TASK – Starting at the line that holds "For every instance of the man with", set down each line through the end of the listing, exactly as written and with nothing added.

═════ DATA ROWS ═════

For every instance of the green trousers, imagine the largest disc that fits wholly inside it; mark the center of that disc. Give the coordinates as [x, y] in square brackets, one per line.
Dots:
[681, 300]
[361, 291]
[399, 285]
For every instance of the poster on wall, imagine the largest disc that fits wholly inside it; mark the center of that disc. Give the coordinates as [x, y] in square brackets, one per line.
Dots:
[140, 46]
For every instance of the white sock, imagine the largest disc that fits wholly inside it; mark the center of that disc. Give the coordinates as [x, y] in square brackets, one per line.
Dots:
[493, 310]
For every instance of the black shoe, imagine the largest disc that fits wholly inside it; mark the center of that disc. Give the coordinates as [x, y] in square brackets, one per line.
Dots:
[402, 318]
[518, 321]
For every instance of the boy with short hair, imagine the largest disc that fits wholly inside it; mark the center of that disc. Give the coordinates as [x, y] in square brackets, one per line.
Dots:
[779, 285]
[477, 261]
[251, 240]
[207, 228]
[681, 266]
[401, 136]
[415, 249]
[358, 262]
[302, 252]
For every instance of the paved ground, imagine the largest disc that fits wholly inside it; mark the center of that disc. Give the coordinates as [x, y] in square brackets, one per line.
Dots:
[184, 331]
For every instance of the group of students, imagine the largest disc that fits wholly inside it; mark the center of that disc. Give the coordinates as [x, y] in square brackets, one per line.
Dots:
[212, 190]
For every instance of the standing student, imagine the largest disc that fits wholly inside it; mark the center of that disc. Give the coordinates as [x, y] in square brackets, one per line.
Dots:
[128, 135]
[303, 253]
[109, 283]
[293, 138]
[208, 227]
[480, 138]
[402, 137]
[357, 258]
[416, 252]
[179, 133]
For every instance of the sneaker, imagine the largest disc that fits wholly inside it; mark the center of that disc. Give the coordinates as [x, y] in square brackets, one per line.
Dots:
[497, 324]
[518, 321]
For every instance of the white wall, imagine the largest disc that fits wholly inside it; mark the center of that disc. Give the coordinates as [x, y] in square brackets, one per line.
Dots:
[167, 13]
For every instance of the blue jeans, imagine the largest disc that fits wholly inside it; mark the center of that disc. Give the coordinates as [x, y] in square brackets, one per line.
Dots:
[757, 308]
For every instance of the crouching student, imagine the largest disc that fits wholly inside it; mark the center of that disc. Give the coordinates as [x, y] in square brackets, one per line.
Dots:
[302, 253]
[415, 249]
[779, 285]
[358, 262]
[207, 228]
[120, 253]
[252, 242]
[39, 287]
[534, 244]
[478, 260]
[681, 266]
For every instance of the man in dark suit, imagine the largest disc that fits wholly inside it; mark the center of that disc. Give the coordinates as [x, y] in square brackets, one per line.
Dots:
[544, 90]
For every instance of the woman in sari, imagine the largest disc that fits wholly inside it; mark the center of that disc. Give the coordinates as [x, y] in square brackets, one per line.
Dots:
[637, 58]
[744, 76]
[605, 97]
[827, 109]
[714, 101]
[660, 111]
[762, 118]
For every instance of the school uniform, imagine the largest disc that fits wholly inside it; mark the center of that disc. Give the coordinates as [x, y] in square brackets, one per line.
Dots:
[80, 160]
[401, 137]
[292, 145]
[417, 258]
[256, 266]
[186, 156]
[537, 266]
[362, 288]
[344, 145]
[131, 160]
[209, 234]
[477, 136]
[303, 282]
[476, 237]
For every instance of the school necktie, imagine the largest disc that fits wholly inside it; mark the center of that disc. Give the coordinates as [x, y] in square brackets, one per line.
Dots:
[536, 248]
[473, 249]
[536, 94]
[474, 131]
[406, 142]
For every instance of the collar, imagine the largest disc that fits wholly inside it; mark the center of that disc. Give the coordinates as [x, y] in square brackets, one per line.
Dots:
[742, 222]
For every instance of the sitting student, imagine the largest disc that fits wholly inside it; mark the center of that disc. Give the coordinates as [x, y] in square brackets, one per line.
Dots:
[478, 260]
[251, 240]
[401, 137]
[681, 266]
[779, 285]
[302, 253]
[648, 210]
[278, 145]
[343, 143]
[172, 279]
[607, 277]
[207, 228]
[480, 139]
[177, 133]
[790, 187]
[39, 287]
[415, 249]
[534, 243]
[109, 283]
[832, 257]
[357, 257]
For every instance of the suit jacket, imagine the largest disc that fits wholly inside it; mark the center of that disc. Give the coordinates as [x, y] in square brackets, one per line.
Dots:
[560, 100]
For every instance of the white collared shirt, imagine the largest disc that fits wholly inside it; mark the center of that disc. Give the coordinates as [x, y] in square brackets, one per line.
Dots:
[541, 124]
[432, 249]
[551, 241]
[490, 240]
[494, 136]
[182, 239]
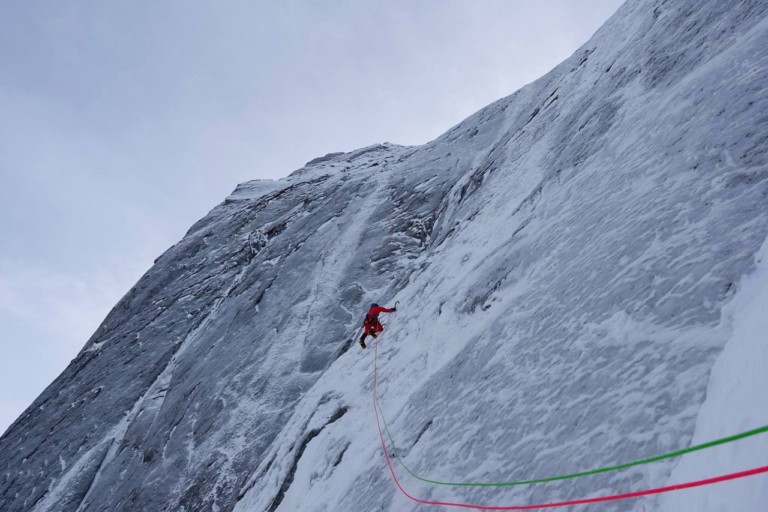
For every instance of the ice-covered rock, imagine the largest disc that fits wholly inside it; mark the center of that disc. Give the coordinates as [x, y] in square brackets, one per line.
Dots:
[562, 260]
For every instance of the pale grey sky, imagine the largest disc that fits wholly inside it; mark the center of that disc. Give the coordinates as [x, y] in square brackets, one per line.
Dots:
[122, 123]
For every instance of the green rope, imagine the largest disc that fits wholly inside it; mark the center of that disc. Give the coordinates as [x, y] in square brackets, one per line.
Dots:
[606, 469]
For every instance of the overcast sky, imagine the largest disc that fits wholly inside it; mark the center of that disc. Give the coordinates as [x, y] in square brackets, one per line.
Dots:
[122, 123]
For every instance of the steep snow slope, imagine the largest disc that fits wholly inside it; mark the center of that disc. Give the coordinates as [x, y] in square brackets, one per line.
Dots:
[562, 259]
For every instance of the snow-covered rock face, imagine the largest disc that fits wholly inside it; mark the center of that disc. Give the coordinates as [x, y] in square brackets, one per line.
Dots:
[561, 259]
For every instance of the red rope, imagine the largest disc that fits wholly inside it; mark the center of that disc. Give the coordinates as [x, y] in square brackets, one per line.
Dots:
[584, 501]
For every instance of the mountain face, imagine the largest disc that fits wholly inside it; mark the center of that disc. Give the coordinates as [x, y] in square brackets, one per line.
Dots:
[564, 262]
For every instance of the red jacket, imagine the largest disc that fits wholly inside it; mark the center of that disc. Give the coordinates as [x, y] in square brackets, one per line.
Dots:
[372, 319]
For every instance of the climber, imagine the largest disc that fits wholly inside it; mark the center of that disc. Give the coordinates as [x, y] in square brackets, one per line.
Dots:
[372, 325]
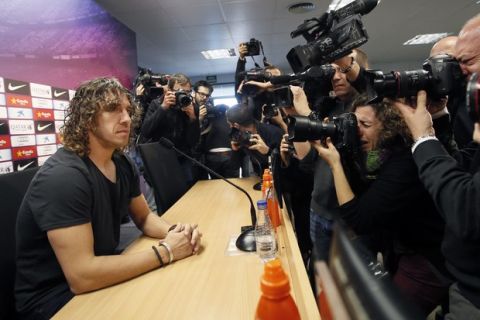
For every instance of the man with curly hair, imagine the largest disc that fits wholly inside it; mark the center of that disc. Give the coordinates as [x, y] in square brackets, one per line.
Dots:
[69, 222]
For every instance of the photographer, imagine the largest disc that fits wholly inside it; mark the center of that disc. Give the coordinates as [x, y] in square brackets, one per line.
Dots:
[173, 116]
[260, 97]
[390, 202]
[324, 205]
[252, 137]
[453, 183]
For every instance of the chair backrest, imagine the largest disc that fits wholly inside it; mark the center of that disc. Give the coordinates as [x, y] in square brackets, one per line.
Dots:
[164, 173]
[13, 187]
[329, 300]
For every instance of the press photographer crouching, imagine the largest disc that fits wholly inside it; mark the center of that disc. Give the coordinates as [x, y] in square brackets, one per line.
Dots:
[173, 116]
[251, 137]
[386, 200]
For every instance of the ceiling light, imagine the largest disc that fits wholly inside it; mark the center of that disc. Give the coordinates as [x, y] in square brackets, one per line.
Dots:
[218, 53]
[301, 7]
[426, 38]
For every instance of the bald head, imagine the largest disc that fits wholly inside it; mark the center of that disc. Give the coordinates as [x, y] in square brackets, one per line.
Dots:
[467, 48]
[444, 46]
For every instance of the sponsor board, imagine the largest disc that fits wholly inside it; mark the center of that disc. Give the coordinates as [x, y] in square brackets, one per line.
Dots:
[24, 153]
[71, 94]
[5, 142]
[46, 139]
[23, 141]
[42, 103]
[20, 113]
[21, 126]
[17, 87]
[44, 127]
[21, 165]
[43, 114]
[5, 154]
[59, 114]
[46, 149]
[42, 160]
[15, 100]
[4, 127]
[58, 125]
[6, 167]
[60, 105]
[3, 113]
[40, 90]
[60, 94]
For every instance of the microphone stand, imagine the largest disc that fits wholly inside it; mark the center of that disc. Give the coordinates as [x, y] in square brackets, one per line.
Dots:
[246, 239]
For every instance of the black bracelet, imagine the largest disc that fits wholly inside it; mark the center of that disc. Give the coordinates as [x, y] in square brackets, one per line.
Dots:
[158, 256]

═════

RESULT OF THIS TASK –
For every instance of the man with curly hair, imagine the largest disc that fits wholly inside it; mark the center of that disc. Give the coordinates as [x, y] in square brackets, one per line.
Dots:
[69, 222]
For every instance of the photographer, imagine the largest disc that fits wholly inside it; mark the center of that disc. Give the coordinates as [x, y] in square brackets, one per line.
Dots:
[173, 116]
[260, 97]
[390, 202]
[324, 205]
[252, 137]
[453, 183]
For every instance of the chair backrest, imagine the largest disc that fits wholly inside it; mark the center of that disc. Give the coordinates as [x, y] in square brackets, one per line.
Dots:
[164, 173]
[13, 187]
[329, 300]
For every instance of the press photographer crouching, imagine the largest disc that fits wholly inside it; mark the center of that disc. Give the coordinates as [x, y] in square brackets, one per line.
Dots:
[173, 116]
[251, 137]
[386, 200]
For every instance of the ceiling light, imagine the largest disc that fits wholly inside it; mark the center of that disc. Give the coordinates as [x, y] in square brackets, one per line.
Dots:
[218, 53]
[301, 7]
[426, 38]
For every instance of the bald head, imagine the largest disc that fits wholly inside it; mark the center of that disc. Give the coordinates as [x, y] in square brackets, one per line.
Dots:
[467, 48]
[444, 46]
For every instance of the sponsor board, imagine the largest disc that fits wholly inside it; mark the center of that disc. Give the coordinates as [x, y] in square brackets, one per line.
Dots:
[24, 153]
[71, 94]
[5, 142]
[46, 139]
[23, 141]
[42, 103]
[20, 113]
[21, 126]
[17, 87]
[44, 127]
[21, 165]
[43, 114]
[5, 154]
[59, 114]
[46, 149]
[42, 160]
[15, 100]
[4, 127]
[58, 125]
[6, 167]
[60, 105]
[3, 113]
[40, 90]
[60, 94]
For every instance of the microphone stand, imagine the largest disc that fits wholly inside it; mark the center of that disc. Give the coordinates as [x, y] in square brackets, one per line.
Dots:
[246, 239]
For every instance of the black bracelet, imagine the largest disc that fits wholly inside it; mark the center of that disc. Give the coordinates as [x, y] in square brackets, one per line.
Dots:
[158, 256]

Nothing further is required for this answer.